→ **Selected excerpt**

Now we can visualize thos cluseters!

plt.scatter(df_clustering_std['x'], df_clustering_std['y'], c=df_clustering_std['cluster'])
plt.show()

with `2` clusters

km = KMeans(n_clusters=2, max_iter=300, random_state=None)
df_clustering_std['cluster'] = km.fit_predict(df_clustering_std[features_to_explore])

pca = decomposition.PCA(n_components=2, whiten=True)
pca_results = pca.fit_transform(df_clustering_std[features_to_explore])

df_clustering_std['x'] = pca_results[:,0]
df_clustering_std['y'] = pca_results[:,1]

plt.scatter(df_clustering_std['x'], df_clustering_std['y'], c=df_clustering_std['cluster'])
plt.show()

with `4` clusters

km = KMeans(n_clusters=2, max_iter=300, random_state=None)
df_clustering_std['cluster'] = km.fit_predict(df_clustering_std[features_to_explore])

pca = decomposition.PCA(n_components=2, whiten=True)
pca_results = pca.fit_transform(df_clustering_std[features_to_explore])

df_clustering_std['x'] = pca_results[:,0]
df_clustering_std['y'] = pca_results[:,1]

plt.scatter(df_clustering_std['x'], df_clustering_std['y'], c=df_clustering_std['cluster'])
plt.show()

Optimal Number of Clusers

Two find the optimal number of clusters we can user below two methods:

Elbow Method
Silhouette Coefficient

Elbow Method

from sklearn.cluster import KMeans

Sum_of_squared_distances = []

# Use k from 1 to 15
K = range(2,10)
for k in K:
    km = KMeans(n_clusters=k, max_iter=300, random_state=None)
    km = km.fit(df_clustering_std[features_to_explore])
    # Get sum of square distances by applying km.inertia_ 
    Sum_of_squared_distances.append(km.inertia_)

# Plot Results
plt.plot(K, Sum_of_squared_distances, marker='o')
plt.xlabel('k')
plt.ylabel('Sum_of_squared_distances')
plt.title('Elbow Method For Optimal k')
plt.show()

From the elbow we can say that the optimal number of clusters are most likely the 6. The curve decreases strongly from \(k = 2\) to \(k = 6\), meaning each additional cluster gives a meaningful improvement. After \(k = 6\), the decrease becomes much smaller and flatter, so adding more clusters gives only limited extra benefit. That point is the “elbow,” where improvement starts slowing down.

Silhouette Coefficient

from sklearn.metrics import silhouette_samples,silhouette_score

for n_cluster in range(2, 11):
    kmeans = KMeans(n_clusters=n_cluster).fit(df_clustering_std[features_to_explore])

→ **Brief a**
What number of clusters does the clustering excerpt name as the most likely optimum from the elbow plot?

→ **The data**
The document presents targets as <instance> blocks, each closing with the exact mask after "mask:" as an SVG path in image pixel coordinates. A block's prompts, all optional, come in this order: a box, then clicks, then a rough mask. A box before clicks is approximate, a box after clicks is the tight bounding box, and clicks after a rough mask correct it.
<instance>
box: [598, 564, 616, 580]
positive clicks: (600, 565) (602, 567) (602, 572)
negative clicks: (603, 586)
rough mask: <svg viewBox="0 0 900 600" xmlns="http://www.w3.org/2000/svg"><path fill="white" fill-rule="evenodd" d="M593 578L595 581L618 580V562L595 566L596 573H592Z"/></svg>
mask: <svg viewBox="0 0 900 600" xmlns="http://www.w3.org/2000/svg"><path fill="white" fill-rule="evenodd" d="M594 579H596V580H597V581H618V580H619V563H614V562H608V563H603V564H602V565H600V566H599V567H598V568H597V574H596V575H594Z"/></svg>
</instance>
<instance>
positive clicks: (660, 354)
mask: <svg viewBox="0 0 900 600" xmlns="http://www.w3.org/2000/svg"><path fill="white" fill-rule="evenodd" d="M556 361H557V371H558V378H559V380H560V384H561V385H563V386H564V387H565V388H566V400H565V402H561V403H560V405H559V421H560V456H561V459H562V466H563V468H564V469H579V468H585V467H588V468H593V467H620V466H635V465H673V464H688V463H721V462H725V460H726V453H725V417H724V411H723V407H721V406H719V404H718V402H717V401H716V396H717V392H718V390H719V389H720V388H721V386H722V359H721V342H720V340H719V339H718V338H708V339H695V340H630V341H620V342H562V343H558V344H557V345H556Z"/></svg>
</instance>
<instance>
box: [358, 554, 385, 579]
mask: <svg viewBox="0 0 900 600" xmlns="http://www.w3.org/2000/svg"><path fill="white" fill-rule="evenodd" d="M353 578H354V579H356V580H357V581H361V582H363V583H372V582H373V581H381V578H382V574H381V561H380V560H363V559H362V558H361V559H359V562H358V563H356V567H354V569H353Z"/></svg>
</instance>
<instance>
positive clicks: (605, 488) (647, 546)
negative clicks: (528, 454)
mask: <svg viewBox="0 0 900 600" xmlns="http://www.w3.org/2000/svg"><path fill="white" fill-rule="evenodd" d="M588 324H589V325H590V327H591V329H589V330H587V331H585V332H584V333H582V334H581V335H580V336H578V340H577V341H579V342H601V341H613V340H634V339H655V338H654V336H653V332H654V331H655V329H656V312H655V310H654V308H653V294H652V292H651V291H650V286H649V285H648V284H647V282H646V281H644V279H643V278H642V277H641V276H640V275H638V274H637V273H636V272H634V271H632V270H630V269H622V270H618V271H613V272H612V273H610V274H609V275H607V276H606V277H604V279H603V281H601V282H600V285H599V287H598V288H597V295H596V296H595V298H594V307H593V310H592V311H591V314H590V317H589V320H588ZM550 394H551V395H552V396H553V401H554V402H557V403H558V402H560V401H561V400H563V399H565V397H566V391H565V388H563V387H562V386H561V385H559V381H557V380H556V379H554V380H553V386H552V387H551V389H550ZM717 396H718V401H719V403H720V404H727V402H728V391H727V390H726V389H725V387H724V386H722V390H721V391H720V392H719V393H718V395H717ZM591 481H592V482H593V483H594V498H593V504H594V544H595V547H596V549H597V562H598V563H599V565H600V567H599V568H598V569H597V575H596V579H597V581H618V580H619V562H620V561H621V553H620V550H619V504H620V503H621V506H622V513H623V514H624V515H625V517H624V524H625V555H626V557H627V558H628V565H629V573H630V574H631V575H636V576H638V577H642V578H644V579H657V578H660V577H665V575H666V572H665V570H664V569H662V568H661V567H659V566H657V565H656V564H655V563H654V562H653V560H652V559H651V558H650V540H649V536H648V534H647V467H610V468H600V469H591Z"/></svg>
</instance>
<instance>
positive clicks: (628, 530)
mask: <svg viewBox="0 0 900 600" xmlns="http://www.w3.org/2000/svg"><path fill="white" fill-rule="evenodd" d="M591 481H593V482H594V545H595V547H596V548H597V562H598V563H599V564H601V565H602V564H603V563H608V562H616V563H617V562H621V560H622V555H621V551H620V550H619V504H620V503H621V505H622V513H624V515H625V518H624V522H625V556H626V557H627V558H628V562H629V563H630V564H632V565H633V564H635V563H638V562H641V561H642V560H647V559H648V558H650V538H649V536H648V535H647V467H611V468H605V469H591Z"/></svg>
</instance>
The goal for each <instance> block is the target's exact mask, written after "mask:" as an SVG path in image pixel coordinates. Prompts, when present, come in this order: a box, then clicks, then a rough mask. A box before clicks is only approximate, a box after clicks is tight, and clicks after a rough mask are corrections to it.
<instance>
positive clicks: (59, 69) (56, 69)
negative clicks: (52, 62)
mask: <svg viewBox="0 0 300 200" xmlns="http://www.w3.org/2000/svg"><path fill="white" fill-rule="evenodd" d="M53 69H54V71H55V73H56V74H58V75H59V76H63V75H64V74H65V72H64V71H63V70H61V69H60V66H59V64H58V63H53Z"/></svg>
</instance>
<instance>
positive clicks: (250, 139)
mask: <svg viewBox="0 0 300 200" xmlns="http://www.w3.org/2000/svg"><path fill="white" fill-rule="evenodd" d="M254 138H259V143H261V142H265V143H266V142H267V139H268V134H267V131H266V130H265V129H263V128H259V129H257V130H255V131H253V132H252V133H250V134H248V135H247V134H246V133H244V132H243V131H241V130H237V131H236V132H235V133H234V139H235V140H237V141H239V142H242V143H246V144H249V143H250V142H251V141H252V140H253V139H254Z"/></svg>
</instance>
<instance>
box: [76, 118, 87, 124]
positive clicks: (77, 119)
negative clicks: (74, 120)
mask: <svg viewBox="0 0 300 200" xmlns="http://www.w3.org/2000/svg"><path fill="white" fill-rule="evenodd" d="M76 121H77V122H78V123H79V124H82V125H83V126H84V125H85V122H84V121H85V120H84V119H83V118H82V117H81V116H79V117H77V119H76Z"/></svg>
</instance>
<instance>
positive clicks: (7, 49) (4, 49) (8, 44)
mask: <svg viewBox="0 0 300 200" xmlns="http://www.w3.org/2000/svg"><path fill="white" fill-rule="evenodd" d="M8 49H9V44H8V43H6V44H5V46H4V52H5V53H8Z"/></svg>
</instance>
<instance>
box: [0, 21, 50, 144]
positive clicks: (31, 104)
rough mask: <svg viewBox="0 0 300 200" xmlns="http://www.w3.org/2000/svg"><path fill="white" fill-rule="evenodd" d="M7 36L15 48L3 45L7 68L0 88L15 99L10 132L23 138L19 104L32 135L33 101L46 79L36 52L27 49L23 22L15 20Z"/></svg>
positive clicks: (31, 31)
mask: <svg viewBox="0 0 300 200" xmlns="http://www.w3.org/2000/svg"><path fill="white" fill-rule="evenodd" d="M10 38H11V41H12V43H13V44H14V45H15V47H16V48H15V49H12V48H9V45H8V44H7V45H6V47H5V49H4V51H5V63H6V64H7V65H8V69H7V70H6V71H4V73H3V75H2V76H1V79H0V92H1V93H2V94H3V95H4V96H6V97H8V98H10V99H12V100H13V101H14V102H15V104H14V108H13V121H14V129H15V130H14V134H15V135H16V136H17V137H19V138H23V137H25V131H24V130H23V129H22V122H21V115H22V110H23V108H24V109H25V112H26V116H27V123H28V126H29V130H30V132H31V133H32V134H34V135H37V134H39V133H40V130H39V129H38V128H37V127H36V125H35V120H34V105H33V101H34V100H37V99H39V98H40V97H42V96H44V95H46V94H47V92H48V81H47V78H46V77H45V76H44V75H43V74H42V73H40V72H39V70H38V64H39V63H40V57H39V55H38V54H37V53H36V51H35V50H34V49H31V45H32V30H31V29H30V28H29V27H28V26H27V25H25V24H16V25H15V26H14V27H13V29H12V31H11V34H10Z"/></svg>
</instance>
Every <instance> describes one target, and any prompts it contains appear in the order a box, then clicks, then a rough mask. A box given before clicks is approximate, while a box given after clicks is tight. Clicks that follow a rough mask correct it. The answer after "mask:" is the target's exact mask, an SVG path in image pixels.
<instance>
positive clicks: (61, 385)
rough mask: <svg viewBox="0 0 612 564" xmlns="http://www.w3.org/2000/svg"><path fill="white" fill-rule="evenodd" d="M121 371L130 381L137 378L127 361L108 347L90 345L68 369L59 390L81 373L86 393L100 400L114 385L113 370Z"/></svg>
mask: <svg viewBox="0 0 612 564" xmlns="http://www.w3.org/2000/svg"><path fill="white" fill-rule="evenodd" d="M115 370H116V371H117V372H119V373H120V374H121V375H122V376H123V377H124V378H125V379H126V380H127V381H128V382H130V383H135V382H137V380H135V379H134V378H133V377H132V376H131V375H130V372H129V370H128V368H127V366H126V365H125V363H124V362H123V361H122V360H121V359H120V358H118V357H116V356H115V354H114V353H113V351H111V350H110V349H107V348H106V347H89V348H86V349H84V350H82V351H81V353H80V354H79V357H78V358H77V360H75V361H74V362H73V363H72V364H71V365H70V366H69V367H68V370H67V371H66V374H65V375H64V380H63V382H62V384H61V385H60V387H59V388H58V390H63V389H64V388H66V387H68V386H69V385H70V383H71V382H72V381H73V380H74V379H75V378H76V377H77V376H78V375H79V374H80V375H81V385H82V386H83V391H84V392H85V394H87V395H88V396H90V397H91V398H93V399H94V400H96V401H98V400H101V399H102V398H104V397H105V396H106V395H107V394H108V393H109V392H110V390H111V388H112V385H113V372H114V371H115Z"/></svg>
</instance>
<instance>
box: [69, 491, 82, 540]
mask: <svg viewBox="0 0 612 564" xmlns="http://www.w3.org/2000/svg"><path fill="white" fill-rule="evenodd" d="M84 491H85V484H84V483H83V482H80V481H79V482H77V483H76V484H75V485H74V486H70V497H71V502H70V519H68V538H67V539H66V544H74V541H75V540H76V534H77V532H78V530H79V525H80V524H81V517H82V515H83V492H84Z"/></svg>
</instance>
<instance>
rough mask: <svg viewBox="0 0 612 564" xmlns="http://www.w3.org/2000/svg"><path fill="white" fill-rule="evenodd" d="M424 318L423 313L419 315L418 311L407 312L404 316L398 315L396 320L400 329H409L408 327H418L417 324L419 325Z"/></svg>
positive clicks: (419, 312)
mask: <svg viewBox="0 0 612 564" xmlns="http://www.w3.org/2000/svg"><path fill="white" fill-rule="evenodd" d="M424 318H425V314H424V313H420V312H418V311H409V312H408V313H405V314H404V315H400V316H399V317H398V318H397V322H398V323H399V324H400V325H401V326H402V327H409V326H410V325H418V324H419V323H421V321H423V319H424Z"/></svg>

→ **Brief b**
Pull out every line of the rows that contains the string "positive". Case counts.

→ **Written answer a**
Six clusters.

→ **Written answer b**
positive clicks: (600, 565) (602, 567) (602, 572)
positive clicks: (660, 354)
positive clicks: (605, 488) (647, 546)
positive clicks: (628, 530)
positive clicks: (59, 69) (56, 69)
positive clicks: (250, 139)
positive clicks: (77, 119)
positive clicks: (7, 49) (4, 49) (8, 44)
positive clicks: (31, 104)
positive clicks: (31, 31)
positive clicks: (61, 385)
positive clicks: (419, 312)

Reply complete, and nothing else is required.